ASSIGNMENT: The records should be restated exactly from their first line through the line with "TARGET = player's clenched fist" in it.
- - - -
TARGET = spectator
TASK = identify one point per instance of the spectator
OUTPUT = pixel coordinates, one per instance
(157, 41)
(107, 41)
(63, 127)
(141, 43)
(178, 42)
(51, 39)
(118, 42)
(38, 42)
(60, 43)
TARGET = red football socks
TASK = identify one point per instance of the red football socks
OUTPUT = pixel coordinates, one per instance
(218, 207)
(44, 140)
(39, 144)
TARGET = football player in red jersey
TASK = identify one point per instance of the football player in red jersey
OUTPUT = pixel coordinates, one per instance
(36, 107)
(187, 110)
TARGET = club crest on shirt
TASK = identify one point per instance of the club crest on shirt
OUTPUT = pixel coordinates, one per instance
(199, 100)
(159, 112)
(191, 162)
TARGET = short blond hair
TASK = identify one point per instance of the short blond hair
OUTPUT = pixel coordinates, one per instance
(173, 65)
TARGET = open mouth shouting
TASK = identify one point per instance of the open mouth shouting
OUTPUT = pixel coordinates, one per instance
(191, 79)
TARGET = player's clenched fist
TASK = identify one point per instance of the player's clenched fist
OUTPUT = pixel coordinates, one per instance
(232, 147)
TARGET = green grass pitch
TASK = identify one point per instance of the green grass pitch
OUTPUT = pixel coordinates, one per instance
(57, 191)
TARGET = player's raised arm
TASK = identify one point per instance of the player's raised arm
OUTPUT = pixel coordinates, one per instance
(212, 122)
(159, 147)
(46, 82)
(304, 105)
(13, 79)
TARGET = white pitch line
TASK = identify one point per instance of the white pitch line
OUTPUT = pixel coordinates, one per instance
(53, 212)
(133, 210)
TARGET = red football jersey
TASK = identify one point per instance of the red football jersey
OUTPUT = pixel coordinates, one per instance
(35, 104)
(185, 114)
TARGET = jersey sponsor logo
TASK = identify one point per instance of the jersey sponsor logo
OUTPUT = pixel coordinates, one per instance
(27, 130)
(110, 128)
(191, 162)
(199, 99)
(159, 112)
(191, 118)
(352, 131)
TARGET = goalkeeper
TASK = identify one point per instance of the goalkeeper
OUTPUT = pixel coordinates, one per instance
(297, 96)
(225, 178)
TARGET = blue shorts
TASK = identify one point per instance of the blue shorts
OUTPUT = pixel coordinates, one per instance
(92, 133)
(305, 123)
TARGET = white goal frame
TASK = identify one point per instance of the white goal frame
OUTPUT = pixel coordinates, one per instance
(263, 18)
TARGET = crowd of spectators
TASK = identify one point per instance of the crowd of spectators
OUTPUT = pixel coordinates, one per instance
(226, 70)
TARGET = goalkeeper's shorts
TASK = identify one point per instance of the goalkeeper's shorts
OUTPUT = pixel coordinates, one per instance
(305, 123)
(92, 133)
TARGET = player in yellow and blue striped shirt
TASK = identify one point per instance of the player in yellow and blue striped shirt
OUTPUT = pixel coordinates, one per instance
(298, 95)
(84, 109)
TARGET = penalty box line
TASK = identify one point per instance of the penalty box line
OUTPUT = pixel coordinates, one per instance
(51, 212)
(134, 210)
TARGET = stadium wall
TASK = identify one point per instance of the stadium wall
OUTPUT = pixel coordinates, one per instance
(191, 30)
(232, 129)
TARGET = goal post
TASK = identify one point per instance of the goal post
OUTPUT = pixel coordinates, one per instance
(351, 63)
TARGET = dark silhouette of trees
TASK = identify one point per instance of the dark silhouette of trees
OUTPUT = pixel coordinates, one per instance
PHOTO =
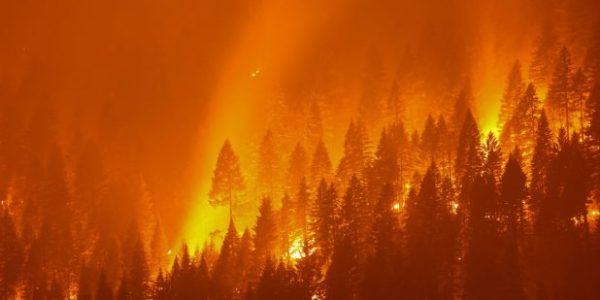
(227, 181)
(430, 241)
(321, 164)
(324, 222)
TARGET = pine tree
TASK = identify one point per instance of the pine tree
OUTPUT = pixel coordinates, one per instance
(395, 106)
(227, 180)
(522, 124)
(265, 237)
(559, 98)
(298, 168)
(430, 241)
(468, 154)
(223, 274)
(244, 260)
(356, 153)
(579, 89)
(324, 218)
(103, 289)
(482, 269)
(540, 68)
(382, 271)
(462, 105)
(340, 281)
(493, 157)
(356, 218)
(430, 140)
(512, 94)
(321, 164)
(301, 207)
(385, 167)
(542, 156)
(268, 165)
(314, 125)
(513, 193)
(138, 272)
(593, 137)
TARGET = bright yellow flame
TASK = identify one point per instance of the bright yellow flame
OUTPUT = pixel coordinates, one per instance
(454, 206)
(296, 251)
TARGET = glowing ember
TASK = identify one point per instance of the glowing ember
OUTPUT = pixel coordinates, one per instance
(454, 207)
(295, 251)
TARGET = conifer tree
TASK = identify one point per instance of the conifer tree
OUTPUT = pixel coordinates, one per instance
(265, 237)
(340, 281)
(227, 180)
(482, 268)
(223, 274)
(103, 289)
(468, 154)
(559, 98)
(430, 140)
(462, 105)
(542, 156)
(321, 164)
(324, 218)
(513, 193)
(298, 167)
(540, 68)
(382, 271)
(512, 93)
(268, 165)
(430, 241)
(356, 153)
(356, 218)
(301, 207)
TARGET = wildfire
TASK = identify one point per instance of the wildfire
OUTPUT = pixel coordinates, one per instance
(454, 207)
(295, 251)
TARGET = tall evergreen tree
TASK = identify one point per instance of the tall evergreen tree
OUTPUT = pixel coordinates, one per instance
(298, 167)
(430, 241)
(468, 154)
(324, 218)
(321, 164)
(512, 93)
(223, 274)
(268, 165)
(265, 237)
(559, 98)
(227, 180)
(381, 279)
(356, 152)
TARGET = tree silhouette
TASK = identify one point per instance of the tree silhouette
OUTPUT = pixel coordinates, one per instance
(559, 96)
(321, 164)
(227, 180)
(223, 274)
(512, 93)
(268, 165)
(324, 218)
(430, 241)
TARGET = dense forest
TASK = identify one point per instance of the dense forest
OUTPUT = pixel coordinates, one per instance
(424, 201)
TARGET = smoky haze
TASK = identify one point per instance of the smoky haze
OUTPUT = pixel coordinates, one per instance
(158, 85)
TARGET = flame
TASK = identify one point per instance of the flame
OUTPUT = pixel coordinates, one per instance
(296, 252)
(454, 207)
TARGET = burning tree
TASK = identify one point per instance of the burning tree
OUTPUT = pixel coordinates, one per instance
(227, 181)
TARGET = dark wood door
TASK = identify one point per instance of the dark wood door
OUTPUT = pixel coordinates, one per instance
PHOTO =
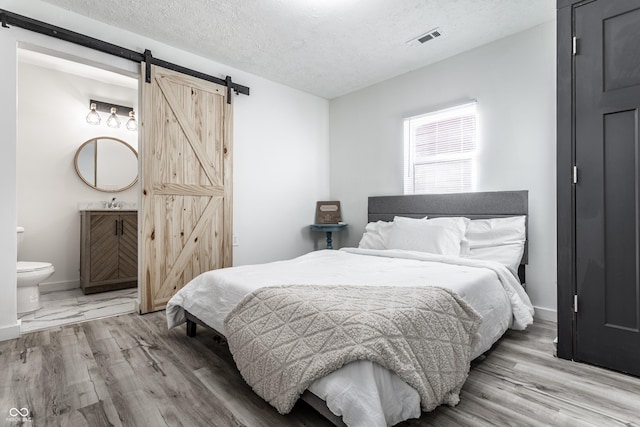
- - - -
ANSWER TO THE PROBLEM:
TARGET = spectator
TASK = identify one point per instance of the spectator
OUTPUT = pixel coordinates, one per instance
(157, 41)
(107, 41)
(63, 127)
(141, 43)
(178, 42)
(51, 39)
(118, 42)
(38, 42)
(60, 43)
TARGET = red football socks
TASK = identify one point per instance of the red football socks
OUTPUT = pixel coordinates, one per instance
(218, 207)
(44, 140)
(39, 144)
TARGET = football player in red jersey
TASK = identify one point per instance of the football player in red jersey
OUTPUT = pixel coordinates, one per instance
(36, 107)
(187, 110)
TARGET = club crest on shirt
TASK = identify one point per instance of the club crest on shirt
OUTPUT = pixel coordinates, one per instance
(199, 100)
(159, 112)
(191, 162)
TARGET = short blond hair
TASK = identify one point per instance of the short blond hair
OUTPUT = pixel coordinates, one per instance
(173, 65)
TARGET = open mouth shouting
TASK = identify one point per instance of the open mouth shouting
OUTPUT = pixel coordinates, one per instance
(191, 79)
TARGET = player's clenched fist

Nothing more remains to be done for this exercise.